>> Begin PASSAGE SHOWN

# Opinions on Etsy as a Seller?



## thebathsociety (Jun 7, 2011)

I would love to hear some feedback on the selling side of Etsy. I use it a lot for purchases, and have loved the flexibility to get items for parties, birthdays, etc. 

How easy was it to set up your shop? It is easy to maintain during high purchase seasons or when you went on vacation?

How much does Etsy take for each purchase? Did you use PayPal?

How are you currently selling your products online?


----------



## Tabitha (Jun 7, 2011)

http://www.soapmakingforum.com/forum/vi ... sc&start=0


----------



## Guest (Jun 11, 2011)

thebathsociety said:
			
		

> I would love to hear some feedback on the selling side of Etsy. I use it a lot for purchases, and have loved the flexibility to get items for parties, birthdays, etc.
> 
> How easy was it to set up your shop? It is easy to maintain during high purchase seasons or when you went on vacation?
> 
> ...



I have just got my wedding ring from an Etsy seller SingleBBeautiful.

http://www.etsy.com/shop.php?user_id=6258539
My ring is made with recycled white-gold with 3 conflict-free diamonds and it was very affordable. She can custom-make stuff, so you can just contact her. She responds very quickly and very nice! I recommend her to everyone.

_spammy links deleted - the mod team_


----------



## oasisbath (Jun 17, 2011)

*In response to Etsy as a seller*

Hi, 

I am on Etsy and my shop was pretty easy to set up and yes Paypal is the payment processor for them. It is 20 cents to list, that is not per photo.

Example: You can upload a max of 5 photos for 1 product and it is 20 cents, also when you  renew it is 20 cents.

When I go on vacation it is switched to vacation mode in case I don't check my emails regularly and it is the wise thing to do.

Honestly, everyone has a difference experience on Etsy . Are you thinking of becoming a seller too?

>> End PASSAGE SHOWN
>> Begin DATA EXTRACT

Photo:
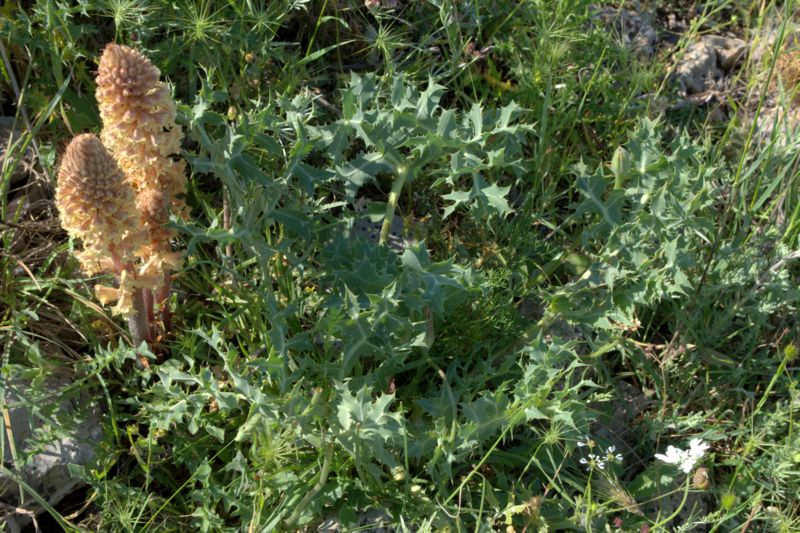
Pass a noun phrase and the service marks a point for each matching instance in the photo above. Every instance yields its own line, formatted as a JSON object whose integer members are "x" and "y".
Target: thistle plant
{"x": 98, "y": 207}
{"x": 139, "y": 129}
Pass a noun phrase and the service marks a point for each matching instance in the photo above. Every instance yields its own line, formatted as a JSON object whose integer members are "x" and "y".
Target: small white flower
{"x": 684, "y": 459}
{"x": 612, "y": 457}
{"x": 592, "y": 461}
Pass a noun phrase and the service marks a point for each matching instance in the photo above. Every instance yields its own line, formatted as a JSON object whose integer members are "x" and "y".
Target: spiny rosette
{"x": 140, "y": 130}
{"x": 98, "y": 206}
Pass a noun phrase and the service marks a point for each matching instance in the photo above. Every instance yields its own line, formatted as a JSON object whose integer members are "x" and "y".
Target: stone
{"x": 45, "y": 453}
{"x": 697, "y": 71}
{"x": 633, "y": 28}
{"x": 729, "y": 50}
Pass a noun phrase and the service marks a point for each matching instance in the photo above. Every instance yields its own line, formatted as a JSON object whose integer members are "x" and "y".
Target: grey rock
{"x": 43, "y": 454}
{"x": 729, "y": 50}
{"x": 633, "y": 28}
{"x": 697, "y": 71}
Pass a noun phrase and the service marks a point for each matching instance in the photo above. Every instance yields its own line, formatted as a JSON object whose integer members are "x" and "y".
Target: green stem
{"x": 397, "y": 187}
{"x": 671, "y": 517}
{"x": 137, "y": 323}
{"x": 310, "y": 495}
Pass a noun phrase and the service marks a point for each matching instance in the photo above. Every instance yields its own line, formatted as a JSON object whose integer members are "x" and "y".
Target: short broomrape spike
{"x": 97, "y": 206}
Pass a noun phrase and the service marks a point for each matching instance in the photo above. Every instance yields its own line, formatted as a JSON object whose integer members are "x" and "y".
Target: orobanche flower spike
{"x": 98, "y": 207}
{"x": 140, "y": 131}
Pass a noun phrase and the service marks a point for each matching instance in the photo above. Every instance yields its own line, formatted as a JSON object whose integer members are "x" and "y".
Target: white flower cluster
{"x": 595, "y": 461}
{"x": 684, "y": 459}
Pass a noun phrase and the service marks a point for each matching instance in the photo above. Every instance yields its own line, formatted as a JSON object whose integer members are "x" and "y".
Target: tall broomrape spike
{"x": 140, "y": 131}
{"x": 97, "y": 205}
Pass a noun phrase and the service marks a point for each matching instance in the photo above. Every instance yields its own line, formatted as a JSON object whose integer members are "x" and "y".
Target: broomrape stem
{"x": 137, "y": 322}
{"x": 162, "y": 296}
{"x": 397, "y": 187}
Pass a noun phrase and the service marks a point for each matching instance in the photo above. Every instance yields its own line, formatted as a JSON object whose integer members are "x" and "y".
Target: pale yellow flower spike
{"x": 97, "y": 206}
{"x": 140, "y": 131}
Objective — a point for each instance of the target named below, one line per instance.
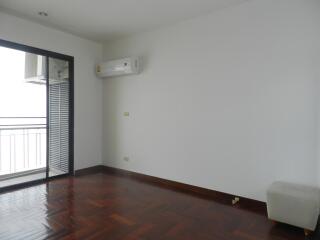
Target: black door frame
(70, 60)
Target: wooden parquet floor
(102, 207)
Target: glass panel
(59, 96)
(22, 117)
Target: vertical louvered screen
(58, 120)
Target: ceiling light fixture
(43, 14)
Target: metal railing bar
(17, 125)
(20, 117)
(23, 128)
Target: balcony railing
(22, 145)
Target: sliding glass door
(36, 114)
(59, 107)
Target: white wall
(88, 88)
(226, 101)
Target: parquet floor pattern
(107, 207)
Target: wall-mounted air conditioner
(118, 67)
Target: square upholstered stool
(294, 204)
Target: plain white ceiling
(102, 20)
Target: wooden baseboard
(89, 170)
(220, 197)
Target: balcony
(22, 149)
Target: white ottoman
(294, 204)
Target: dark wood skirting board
(223, 198)
(89, 170)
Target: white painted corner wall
(88, 88)
(226, 101)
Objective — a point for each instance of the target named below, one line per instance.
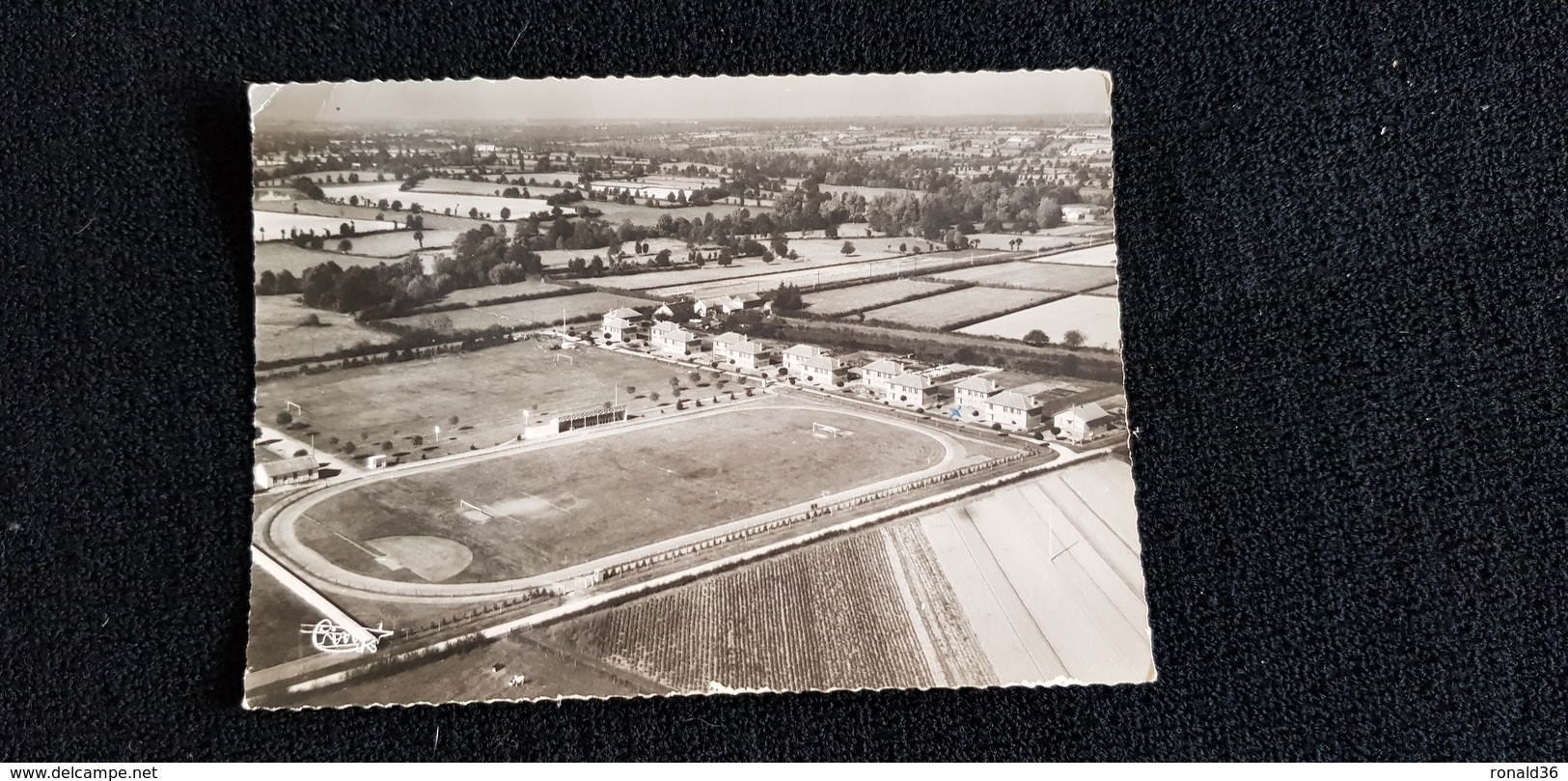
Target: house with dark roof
(1015, 411)
(880, 372)
(622, 325)
(800, 353)
(970, 396)
(289, 471)
(676, 341)
(1084, 422)
(910, 389)
(825, 371)
(677, 311)
(750, 354)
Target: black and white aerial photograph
(609, 388)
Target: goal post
(472, 512)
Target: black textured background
(1342, 288)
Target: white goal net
(472, 512)
(827, 432)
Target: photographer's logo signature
(333, 638)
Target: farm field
(957, 306)
(1035, 276)
(471, 295)
(280, 334)
(1093, 316)
(276, 225)
(431, 201)
(591, 497)
(863, 296)
(276, 615)
(812, 256)
(808, 275)
(400, 243)
(393, 402)
(364, 212)
(281, 256)
(828, 617)
(1051, 577)
(1099, 256)
(522, 314)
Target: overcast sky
(1024, 93)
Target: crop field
(612, 491)
(823, 618)
(861, 296)
(1093, 316)
(431, 201)
(1049, 572)
(810, 273)
(1099, 256)
(812, 258)
(486, 391)
(522, 314)
(280, 333)
(488, 672)
(276, 225)
(957, 306)
(1035, 276)
(399, 243)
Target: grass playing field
(486, 391)
(593, 497)
(957, 306)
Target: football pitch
(596, 496)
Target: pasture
(955, 308)
(399, 243)
(1093, 316)
(855, 298)
(433, 201)
(267, 226)
(486, 391)
(1032, 241)
(807, 273)
(596, 496)
(472, 295)
(280, 333)
(524, 314)
(1049, 574)
(1035, 276)
(1096, 256)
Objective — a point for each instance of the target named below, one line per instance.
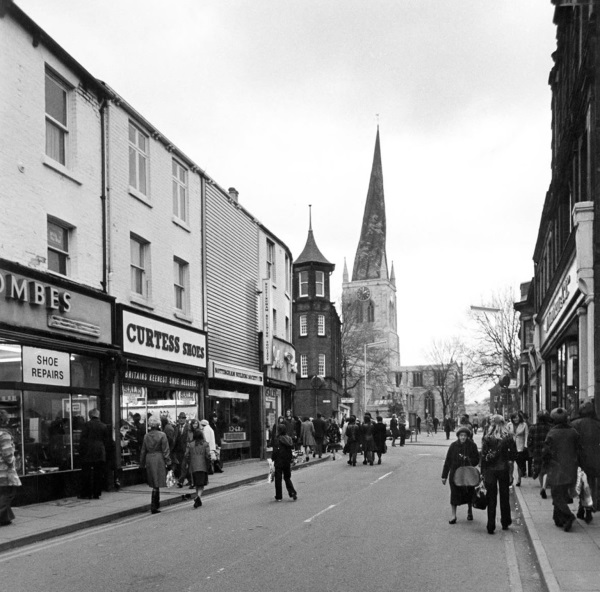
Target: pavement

>> End DATA EXTRACT

# TO BE DONE
Rewrite the part of the thread on selling through Etsy that opens with the words containing "# Opinions on" and closes with "you use PayPal?", putting "store" wherever "shop" appears.

# RESULT FOR THIS EXERCISE
# Opinions on Etsy as a Seller?



## thebathsociety (Jun 7, 2011)

I would love to hear some feedback on the selling side of Etsy. I use it a lot for purchases, and have loved the flexibility to get items for parties, birthdays, etc. 

How easy was it to set up your store? It is easy to maintain during high purchase seasons or when you went on vacation?

How much does Etsy take for each purchase? Did you use PayPal?